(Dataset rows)
▼
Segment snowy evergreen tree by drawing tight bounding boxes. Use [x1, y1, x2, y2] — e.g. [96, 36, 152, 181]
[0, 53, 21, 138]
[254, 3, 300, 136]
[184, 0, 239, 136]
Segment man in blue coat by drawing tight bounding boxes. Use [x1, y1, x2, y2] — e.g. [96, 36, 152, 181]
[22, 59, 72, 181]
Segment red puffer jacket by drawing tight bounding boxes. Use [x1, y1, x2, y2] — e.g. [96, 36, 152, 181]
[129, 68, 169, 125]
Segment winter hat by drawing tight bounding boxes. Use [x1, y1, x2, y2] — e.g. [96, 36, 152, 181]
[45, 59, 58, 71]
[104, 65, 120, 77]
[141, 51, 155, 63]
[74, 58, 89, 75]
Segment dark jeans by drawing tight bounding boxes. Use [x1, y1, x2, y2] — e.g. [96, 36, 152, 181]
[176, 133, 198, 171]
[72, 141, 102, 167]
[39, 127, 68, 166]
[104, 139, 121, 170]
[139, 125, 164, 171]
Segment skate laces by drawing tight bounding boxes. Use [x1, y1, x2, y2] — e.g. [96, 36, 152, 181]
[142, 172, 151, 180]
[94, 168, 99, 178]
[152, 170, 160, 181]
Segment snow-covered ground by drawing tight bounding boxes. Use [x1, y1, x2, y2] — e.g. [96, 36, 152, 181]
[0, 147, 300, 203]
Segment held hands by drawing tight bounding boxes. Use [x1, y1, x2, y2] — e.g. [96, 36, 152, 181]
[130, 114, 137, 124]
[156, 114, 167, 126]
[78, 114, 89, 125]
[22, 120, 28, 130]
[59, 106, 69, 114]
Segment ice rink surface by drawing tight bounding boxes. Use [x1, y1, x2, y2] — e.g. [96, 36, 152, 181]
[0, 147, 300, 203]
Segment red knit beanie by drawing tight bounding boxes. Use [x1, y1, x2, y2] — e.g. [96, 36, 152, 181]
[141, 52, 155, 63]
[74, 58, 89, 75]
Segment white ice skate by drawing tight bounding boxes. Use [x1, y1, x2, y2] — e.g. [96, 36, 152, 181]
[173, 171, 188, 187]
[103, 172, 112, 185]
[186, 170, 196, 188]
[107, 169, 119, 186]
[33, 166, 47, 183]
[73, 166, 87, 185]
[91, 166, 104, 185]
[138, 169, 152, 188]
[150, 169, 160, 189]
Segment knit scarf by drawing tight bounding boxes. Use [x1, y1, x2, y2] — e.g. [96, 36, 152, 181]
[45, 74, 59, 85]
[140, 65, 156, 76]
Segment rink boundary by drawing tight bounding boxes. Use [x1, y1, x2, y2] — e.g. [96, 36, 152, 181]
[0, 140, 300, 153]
▲
REQUIREMENT: Reproduce the data above line for line, without changing any character.

SOLUTION TO THE EXERCISE:
Segment snowy evergreen tree by drawing tight bounding boxes. Use [x1, y1, x2, y2] — e.g. [96, 36, 152, 181]
[0, 53, 21, 138]
[254, 3, 300, 136]
[184, 0, 239, 136]
Segment man in blue coat by drawing tight bounding boxes. Use [x1, y1, x2, y2] — e.g. [96, 36, 152, 181]
[22, 59, 72, 181]
Segment red puffer jacket by drawing tight bounding boxes. Use [x1, y1, x2, y2] — e.g. [96, 36, 152, 181]
[129, 68, 169, 125]
Segment winter hat by drawing tight bounding boxes. Use [x1, y1, x2, y2] — e.g. [96, 36, 152, 181]
[45, 59, 58, 71]
[104, 65, 120, 77]
[141, 51, 155, 63]
[74, 58, 89, 75]
Segment dark jeans by drawing tight bounding boxes. Use [x1, y1, x2, y2] — e.g. [96, 36, 152, 181]
[176, 133, 198, 171]
[72, 141, 102, 167]
[39, 127, 68, 166]
[104, 139, 121, 170]
[139, 125, 164, 171]
Segment skate laces by drawing tight bounding boxes. Use [x1, y1, x2, y2] — e.g. [96, 36, 152, 181]
[142, 172, 151, 180]
[94, 168, 99, 178]
[152, 170, 160, 181]
Segment snow-covered ground by drawing tight bounding boxes. Use [x1, y1, x2, y2] — e.g. [96, 36, 152, 181]
[0, 147, 300, 203]
Segment held hands by drawing tight bounding boxes. Use [x1, y1, x2, y2] — e.g. [96, 36, 152, 181]
[130, 114, 137, 124]
[156, 114, 167, 126]
[78, 114, 89, 125]
[22, 120, 28, 130]
[59, 106, 69, 114]
Segment ice rink surface by drawing tight bounding boxes. Use [x1, y1, x2, y2] — e.g. [96, 36, 152, 181]
[0, 147, 300, 203]
Segment red knit beanie by drawing tight bounding boxes. Use [x1, y1, x2, y2] — e.g. [96, 36, 152, 181]
[141, 52, 155, 63]
[74, 58, 89, 75]
Segment white ice skate by drawing tight bounding boxes. Use [x1, y1, x2, y2] — e.g. [96, 36, 152, 181]
[173, 171, 188, 187]
[103, 172, 112, 185]
[186, 170, 196, 188]
[107, 169, 119, 186]
[33, 166, 47, 183]
[73, 166, 87, 185]
[91, 166, 104, 185]
[138, 169, 152, 188]
[150, 169, 160, 189]
Segment knit scarf by drawing tight bounding boxes. Use [x1, y1, x2, y2] — e.g. [96, 36, 152, 181]
[45, 74, 59, 85]
[140, 65, 156, 76]
Segment rink boundary by drawing tight bounding boxes. Use [x1, y1, x2, y2] — e.g. [96, 36, 152, 181]
[0, 140, 300, 153]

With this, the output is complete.